=== PROVIDED RECORDS ===
▽
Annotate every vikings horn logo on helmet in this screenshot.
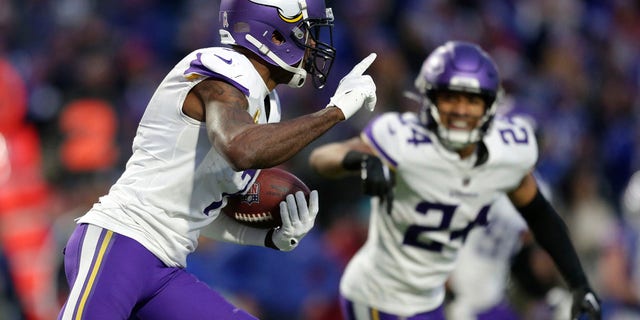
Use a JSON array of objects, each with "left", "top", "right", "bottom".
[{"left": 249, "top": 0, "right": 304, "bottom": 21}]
△
▽
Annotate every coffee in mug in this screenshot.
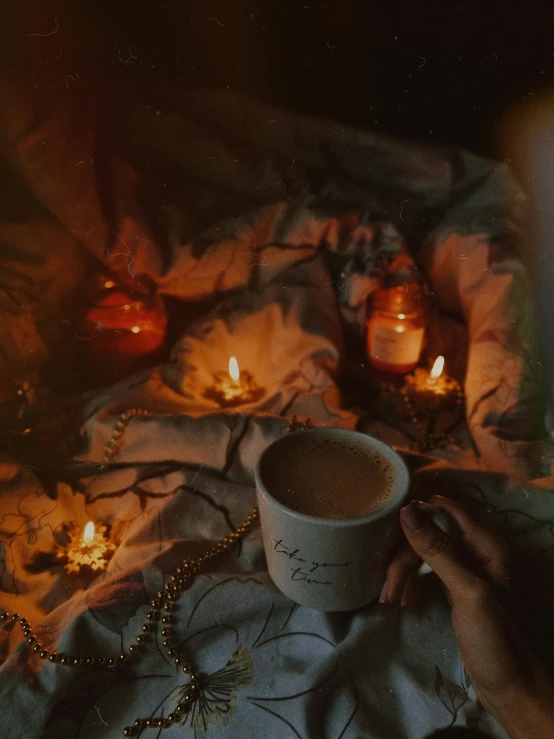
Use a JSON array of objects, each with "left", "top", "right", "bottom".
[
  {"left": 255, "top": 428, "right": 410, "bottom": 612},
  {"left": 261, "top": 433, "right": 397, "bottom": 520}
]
△
=== PROBLEM DETAILS ===
From the records above, copy each line in which the string "screenshot" occurs.

=== ANSWER ===
Annotate every vikings horn logo on helmet in this screenshot.
Annotate every coffee in mug in this screenshot.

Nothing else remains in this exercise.